それはそうと、わたくし9月の「桐橘宴」でパンフレットの
裏表紙を描かせていただいたので
した。 アップするのをコロッと忘れてました。
原画がないので現物からの取り込みです。 ちょっと見づらいですが・・・・。
     

11月某日「夢でもし会えたら」
友人にひとり「おもしろい夢を見る名人」がいます。
この人はカンナファンなのですが、しっかり彼女が主人公の、TVアニメ1本分に相当するスト
ーリーが、眠っている間に展開するわけです。
夢にありがちな、キャラクターや舞台がどんどん横滑りしてゆく曖昧なものではなく、ちゃん
と設定された中でドラマがくりひろげられてゆくわけで、しっかりオチまでついていたりして、
話を聞くたびに感心します。

■ データ行
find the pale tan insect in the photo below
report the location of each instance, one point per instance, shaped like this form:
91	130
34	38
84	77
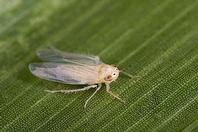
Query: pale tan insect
75	69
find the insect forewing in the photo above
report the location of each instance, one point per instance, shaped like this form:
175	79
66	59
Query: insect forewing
54	55
65	73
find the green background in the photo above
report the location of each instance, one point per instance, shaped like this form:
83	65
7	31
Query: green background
155	39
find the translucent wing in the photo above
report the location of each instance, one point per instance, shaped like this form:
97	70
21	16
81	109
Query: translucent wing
54	55
65	73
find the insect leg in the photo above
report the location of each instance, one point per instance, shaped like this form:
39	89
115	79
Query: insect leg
98	88
72	90
112	94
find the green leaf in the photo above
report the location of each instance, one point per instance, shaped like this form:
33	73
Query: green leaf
156	40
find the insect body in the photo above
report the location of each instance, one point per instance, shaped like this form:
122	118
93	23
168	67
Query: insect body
75	69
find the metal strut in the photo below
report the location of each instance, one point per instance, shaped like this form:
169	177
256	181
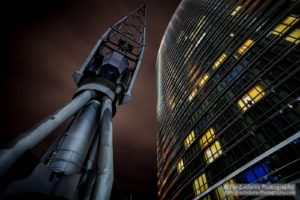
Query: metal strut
80	163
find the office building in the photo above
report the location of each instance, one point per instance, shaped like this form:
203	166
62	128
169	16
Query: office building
228	107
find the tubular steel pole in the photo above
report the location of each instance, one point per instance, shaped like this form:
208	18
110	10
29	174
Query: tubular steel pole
105	171
70	154
34	136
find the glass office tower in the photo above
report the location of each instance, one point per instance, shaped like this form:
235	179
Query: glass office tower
228	97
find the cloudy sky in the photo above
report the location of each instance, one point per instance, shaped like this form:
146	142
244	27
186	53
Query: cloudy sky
43	42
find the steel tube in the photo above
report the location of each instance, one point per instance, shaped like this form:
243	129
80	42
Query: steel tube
34	136
69	156
105	176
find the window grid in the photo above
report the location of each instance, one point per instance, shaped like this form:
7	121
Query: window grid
251	97
207	138
180	166
219	61
244	48
236	10
294	36
285	25
200	83
189	139
212	152
200	184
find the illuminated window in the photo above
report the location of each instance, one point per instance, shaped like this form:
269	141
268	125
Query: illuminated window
201	82
193	93
249	99
219	61
213	152
189	139
207	137
285	25
207	197
180	166
236	10
200	184
220	191
294	36
243	48
172	103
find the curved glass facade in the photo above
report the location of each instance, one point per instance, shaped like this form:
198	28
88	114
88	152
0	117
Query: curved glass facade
228	97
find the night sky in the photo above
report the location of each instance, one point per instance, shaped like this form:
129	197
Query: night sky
43	42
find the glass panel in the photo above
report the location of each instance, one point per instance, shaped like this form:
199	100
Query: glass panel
236	10
285	25
189	139
213	152
207	137
200	184
219	61
249	99
180	166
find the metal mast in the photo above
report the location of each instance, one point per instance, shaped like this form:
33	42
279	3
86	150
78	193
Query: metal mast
79	165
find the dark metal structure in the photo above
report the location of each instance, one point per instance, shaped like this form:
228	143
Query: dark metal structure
228	107
79	165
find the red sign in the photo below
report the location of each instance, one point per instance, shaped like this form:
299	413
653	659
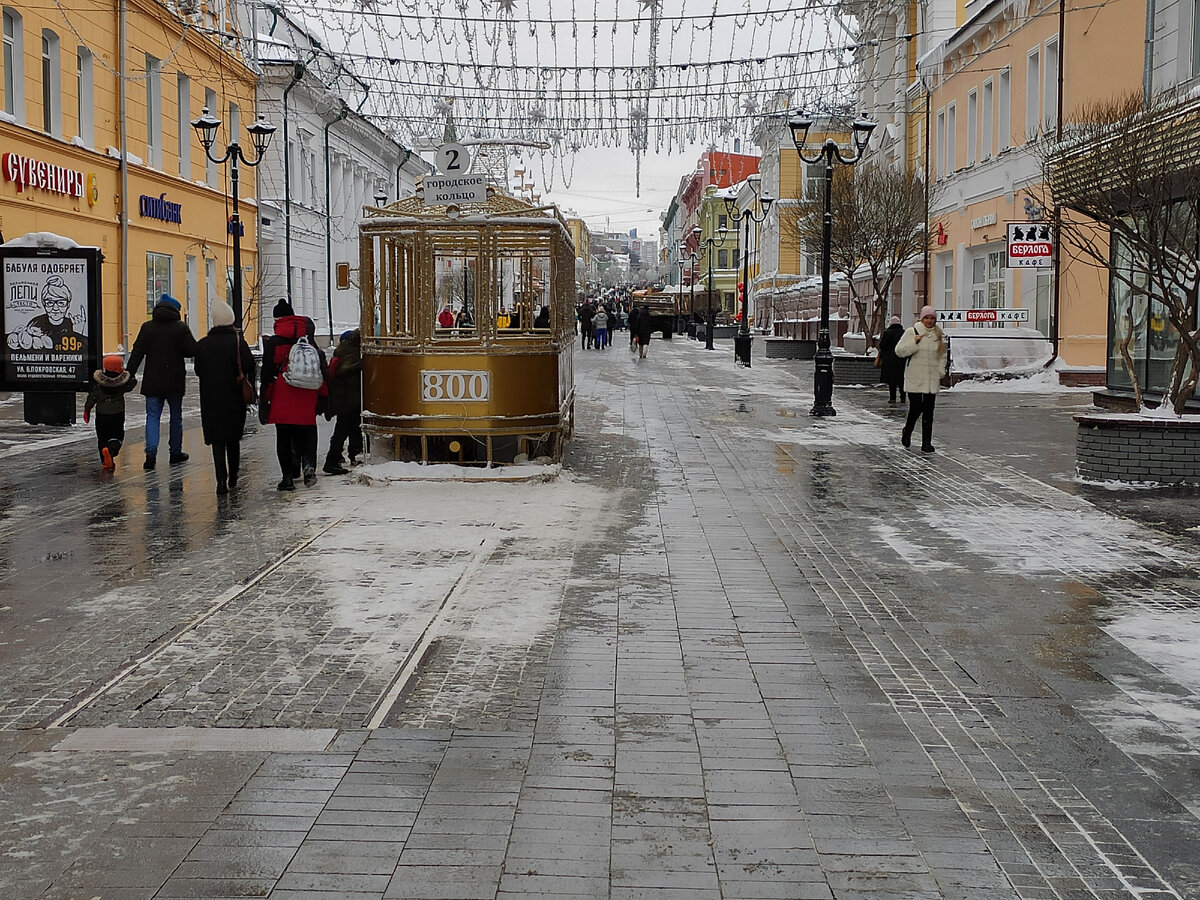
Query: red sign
27	172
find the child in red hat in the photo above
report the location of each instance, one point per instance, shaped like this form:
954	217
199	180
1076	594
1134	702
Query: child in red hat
109	384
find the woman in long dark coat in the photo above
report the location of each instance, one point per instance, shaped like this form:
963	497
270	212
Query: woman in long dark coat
222	403
643	330
892	366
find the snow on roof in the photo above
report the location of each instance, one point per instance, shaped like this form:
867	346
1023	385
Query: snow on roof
42	239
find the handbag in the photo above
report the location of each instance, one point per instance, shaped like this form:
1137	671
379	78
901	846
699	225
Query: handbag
247	388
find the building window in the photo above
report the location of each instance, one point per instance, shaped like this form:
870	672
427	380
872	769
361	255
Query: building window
52	84
972	126
941	143
210	168
157	279
1032	94
13	65
1050	93
952	149
84	95
985	118
1005	111
154	112
184	124
988	281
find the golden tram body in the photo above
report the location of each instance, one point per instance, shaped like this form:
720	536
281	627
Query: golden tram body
468	323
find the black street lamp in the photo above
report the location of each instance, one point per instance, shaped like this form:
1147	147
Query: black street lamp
829	151
709	243
261	136
742	342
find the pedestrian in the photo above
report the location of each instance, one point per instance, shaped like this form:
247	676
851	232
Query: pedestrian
600	328
643	330
109	384
292	409
221	359
892	366
346	402
924	347
163	342
586	312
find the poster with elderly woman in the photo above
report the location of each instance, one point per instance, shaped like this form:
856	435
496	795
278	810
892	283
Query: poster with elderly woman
51	317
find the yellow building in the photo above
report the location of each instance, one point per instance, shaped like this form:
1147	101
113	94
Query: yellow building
75	94
993	97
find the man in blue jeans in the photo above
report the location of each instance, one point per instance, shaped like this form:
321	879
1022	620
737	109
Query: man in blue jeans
163	342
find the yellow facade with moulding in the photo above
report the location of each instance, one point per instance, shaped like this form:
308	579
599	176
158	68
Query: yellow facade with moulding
177	205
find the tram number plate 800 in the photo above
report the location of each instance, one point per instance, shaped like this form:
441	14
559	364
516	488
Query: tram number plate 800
455	385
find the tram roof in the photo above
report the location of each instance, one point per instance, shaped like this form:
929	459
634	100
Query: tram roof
497	209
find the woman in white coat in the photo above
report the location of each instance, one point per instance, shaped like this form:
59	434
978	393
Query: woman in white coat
924	346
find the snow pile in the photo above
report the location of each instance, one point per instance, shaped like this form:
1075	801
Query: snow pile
42	239
387	472
1011	349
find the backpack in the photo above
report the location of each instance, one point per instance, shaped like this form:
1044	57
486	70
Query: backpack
304	366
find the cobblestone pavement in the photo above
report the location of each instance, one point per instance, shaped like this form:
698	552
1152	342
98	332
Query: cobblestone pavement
733	652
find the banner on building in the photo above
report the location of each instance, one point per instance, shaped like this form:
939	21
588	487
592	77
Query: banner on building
51	317
1030	245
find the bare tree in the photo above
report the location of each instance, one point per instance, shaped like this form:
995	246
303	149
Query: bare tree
879	222
1127	189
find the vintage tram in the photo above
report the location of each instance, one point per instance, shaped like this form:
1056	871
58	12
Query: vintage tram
468	324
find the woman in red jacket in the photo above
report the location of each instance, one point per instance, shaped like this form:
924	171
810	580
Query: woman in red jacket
292	411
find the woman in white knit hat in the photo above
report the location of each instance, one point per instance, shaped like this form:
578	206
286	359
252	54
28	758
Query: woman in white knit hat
221	358
925	348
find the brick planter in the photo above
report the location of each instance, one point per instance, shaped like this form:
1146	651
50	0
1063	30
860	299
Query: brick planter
855	370
1138	450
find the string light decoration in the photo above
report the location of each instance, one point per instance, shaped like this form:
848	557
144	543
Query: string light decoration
649	76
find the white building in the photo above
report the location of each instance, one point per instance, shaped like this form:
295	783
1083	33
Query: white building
327	163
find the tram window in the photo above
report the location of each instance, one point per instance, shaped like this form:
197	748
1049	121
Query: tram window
522	294
457	288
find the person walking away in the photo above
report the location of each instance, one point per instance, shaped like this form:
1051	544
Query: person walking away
163	342
600	327
892	366
346	402
924	347
221	358
109	384
293	409
643	330
586	312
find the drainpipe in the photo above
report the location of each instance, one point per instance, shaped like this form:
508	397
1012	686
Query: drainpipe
297	75
1147	66
123	294
329	239
1056	265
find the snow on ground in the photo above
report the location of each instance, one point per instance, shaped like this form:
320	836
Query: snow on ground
497	553
1050	541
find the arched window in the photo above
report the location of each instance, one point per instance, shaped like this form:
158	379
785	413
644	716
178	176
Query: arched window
13	65
52	84
84	96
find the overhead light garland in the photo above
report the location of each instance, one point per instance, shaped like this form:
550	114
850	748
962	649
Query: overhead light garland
646	75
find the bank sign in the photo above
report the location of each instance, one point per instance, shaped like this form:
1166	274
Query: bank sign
49	318
1030	245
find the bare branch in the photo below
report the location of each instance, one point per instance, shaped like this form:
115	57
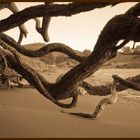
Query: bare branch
48	10
13	8
49	48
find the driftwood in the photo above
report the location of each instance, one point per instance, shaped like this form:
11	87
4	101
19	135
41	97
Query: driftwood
121	27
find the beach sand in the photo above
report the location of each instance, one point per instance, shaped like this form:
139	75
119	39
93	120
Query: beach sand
25	113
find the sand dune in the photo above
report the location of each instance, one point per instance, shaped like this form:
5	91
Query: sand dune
25	113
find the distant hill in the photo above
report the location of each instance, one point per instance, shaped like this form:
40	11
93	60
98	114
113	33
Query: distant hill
63	61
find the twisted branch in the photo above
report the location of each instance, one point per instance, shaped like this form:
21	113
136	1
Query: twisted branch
33	77
13	8
49	48
50	11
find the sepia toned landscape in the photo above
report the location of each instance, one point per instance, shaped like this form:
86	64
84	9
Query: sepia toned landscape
50	90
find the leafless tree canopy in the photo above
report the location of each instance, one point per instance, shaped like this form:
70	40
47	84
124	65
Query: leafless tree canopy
121	27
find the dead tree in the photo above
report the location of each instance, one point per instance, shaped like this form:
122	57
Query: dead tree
123	27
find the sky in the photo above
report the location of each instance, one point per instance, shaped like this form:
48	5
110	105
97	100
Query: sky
79	31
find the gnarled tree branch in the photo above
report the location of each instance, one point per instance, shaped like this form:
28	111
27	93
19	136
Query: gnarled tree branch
48	10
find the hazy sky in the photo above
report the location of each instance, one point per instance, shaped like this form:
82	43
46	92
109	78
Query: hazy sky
79	31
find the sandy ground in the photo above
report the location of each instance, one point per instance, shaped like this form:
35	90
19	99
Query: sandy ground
25	113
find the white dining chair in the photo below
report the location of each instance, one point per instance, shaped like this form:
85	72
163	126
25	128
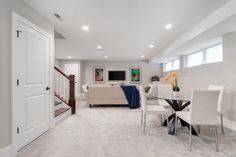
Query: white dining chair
219	104
203	111
149	109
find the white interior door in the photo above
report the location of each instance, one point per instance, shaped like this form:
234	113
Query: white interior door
31	69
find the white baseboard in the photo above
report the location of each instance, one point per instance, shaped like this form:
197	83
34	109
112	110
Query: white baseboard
228	123
6	152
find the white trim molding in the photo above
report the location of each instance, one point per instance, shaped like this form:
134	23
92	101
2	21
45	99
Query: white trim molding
6	152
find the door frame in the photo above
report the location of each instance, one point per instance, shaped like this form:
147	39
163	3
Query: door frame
14	19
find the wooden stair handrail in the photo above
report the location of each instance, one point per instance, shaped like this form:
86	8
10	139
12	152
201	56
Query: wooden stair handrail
61	72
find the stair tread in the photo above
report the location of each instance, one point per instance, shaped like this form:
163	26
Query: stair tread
60	111
57	103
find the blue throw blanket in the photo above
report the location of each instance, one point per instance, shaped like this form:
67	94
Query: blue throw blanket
132	95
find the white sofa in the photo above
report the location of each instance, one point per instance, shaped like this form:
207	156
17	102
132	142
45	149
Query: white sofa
106	95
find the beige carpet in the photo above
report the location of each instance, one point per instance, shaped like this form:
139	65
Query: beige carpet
116	132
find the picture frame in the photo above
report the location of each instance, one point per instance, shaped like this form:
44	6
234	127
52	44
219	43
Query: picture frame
99	74
135	74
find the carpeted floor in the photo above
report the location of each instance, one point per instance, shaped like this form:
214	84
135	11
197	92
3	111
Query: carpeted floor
116	132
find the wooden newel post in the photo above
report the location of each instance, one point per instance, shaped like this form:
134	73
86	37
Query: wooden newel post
72	94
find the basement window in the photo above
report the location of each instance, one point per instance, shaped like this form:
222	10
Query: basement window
171	65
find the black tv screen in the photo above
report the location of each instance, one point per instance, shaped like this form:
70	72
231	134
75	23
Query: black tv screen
116	75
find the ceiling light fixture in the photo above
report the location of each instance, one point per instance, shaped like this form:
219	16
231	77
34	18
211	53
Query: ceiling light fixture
151	46
85	28
58	16
99	47
168	26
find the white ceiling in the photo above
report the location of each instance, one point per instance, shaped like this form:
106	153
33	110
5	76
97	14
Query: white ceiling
210	37
124	28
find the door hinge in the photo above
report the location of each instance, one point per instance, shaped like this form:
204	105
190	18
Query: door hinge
17	130
18	33
18	82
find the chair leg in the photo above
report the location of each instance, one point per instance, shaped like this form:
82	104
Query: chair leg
144	123
175	125
221	121
216	134
190	145
167	122
141	117
161	118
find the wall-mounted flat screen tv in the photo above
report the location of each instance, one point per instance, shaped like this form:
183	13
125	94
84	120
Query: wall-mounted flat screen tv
116	75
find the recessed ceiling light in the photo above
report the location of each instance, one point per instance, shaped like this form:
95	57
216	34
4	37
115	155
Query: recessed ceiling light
85	28
99	47
151	46
168	26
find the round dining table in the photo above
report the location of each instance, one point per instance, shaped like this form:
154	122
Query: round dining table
177	103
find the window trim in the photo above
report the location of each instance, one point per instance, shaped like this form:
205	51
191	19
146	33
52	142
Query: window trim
171	61
204	50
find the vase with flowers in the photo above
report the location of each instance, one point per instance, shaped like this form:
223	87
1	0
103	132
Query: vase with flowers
172	79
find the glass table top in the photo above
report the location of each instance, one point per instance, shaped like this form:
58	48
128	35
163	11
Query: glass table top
172	97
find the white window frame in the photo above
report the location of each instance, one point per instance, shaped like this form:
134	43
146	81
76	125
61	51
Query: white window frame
204	50
172	62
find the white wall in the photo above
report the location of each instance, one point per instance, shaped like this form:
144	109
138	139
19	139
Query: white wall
222	73
148	70
6	6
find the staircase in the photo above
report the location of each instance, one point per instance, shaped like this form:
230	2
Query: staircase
64	95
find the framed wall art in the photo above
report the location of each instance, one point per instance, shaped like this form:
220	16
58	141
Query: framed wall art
98	74
135	75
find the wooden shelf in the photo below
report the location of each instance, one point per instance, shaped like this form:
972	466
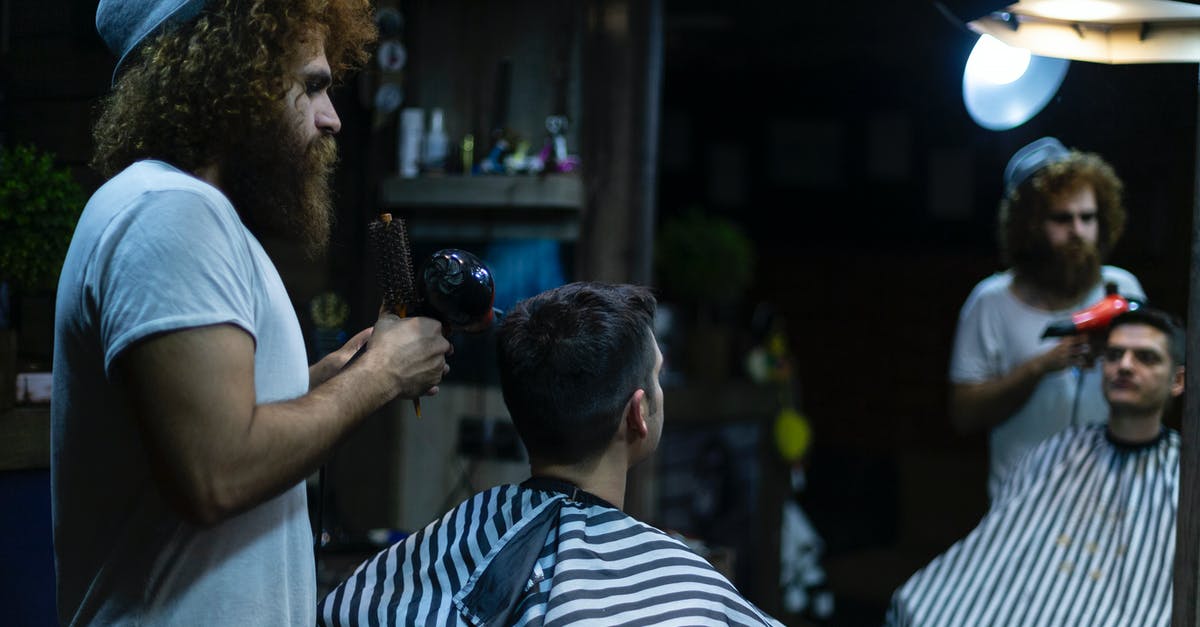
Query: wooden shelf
552	191
487	207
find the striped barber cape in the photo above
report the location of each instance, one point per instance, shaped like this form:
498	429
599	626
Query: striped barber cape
1083	533
517	555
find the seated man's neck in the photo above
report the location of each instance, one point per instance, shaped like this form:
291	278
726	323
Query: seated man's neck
1135	429
604	477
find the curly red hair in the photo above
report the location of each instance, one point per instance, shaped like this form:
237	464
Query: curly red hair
1025	209
192	89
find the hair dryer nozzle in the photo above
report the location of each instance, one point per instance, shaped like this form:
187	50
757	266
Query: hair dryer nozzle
460	287
1093	318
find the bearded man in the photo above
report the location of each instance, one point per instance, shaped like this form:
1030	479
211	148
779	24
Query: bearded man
1084	531
1060	218
185	416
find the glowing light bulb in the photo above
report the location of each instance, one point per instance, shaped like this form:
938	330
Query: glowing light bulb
996	63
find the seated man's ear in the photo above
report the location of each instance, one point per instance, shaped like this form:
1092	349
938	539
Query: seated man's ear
635	416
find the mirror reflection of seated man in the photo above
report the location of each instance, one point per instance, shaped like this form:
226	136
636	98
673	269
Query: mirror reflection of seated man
1083	532
579	369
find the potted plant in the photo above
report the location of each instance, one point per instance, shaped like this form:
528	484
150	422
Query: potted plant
705	264
40	204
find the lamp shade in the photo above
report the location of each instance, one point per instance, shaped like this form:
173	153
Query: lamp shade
1109	31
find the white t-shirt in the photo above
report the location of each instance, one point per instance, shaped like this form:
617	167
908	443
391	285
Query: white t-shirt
996	333
157	250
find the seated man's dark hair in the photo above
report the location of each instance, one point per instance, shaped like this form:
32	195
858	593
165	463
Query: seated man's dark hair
1168	323
569	360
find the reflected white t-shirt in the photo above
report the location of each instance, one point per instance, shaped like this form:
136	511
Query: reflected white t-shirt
996	333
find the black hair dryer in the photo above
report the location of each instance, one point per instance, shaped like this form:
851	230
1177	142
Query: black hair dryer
460	287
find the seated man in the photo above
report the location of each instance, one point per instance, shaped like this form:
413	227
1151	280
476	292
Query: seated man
579	370
1084	531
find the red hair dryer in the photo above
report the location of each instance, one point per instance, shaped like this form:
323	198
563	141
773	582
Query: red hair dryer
1093	318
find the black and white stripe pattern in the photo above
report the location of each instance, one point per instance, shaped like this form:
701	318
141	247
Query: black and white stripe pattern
1083	533
597	566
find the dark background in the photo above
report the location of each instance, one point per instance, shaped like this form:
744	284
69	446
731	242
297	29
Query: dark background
834	133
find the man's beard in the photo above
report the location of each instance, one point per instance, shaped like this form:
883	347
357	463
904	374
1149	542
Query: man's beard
280	184
1069	269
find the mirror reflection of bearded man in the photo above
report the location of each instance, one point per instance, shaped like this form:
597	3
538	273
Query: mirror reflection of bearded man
1061	215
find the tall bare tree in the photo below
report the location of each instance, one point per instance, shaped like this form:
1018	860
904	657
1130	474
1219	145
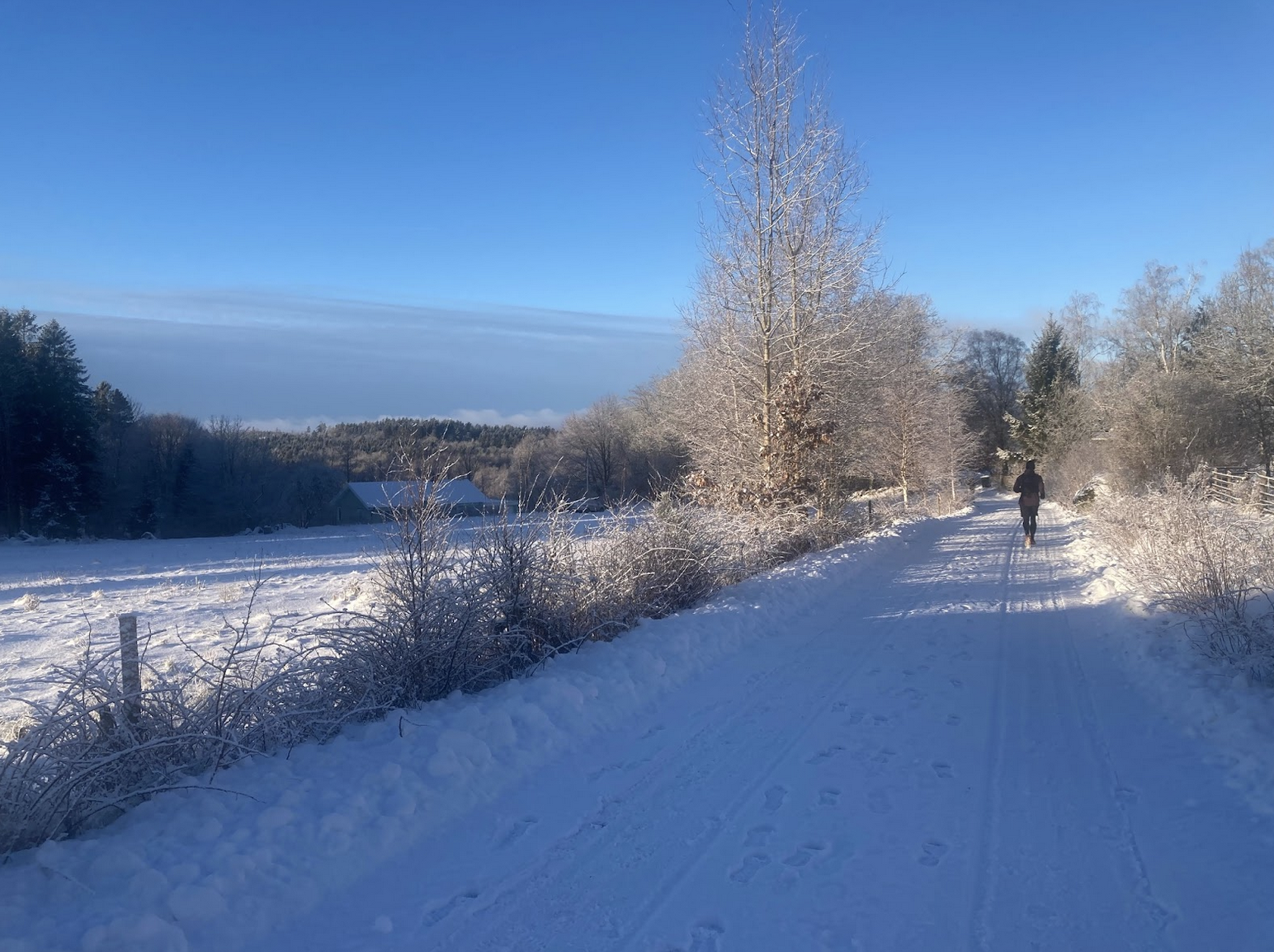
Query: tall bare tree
1156	316
785	259
1236	346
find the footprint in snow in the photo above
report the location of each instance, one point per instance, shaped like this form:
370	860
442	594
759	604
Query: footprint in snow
775	797
437	914
706	937
758	835
748	870
826	755
517	830
878	802
885	755
932	853
805	854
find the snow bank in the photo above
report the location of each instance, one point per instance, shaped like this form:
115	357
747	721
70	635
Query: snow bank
1206	697
198	868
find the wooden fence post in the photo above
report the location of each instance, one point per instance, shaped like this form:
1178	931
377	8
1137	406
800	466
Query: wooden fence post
130	668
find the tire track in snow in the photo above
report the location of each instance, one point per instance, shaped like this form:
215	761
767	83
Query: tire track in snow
988	848
564	884
1158	912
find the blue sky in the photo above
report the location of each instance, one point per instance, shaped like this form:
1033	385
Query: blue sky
304	210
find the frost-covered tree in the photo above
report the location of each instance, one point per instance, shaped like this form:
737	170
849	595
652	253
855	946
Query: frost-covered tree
786	257
1050	404
1236	346
992	374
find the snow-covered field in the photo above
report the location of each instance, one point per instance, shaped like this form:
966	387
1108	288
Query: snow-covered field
927	739
56	599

■ 設定課題
提示文にある「友人にひとり「おもしろい夢を見る名人」がいます。」という一文を英語に訳してください。

■ 課題の結果
I have a friend who is a "master at having interesting dreams."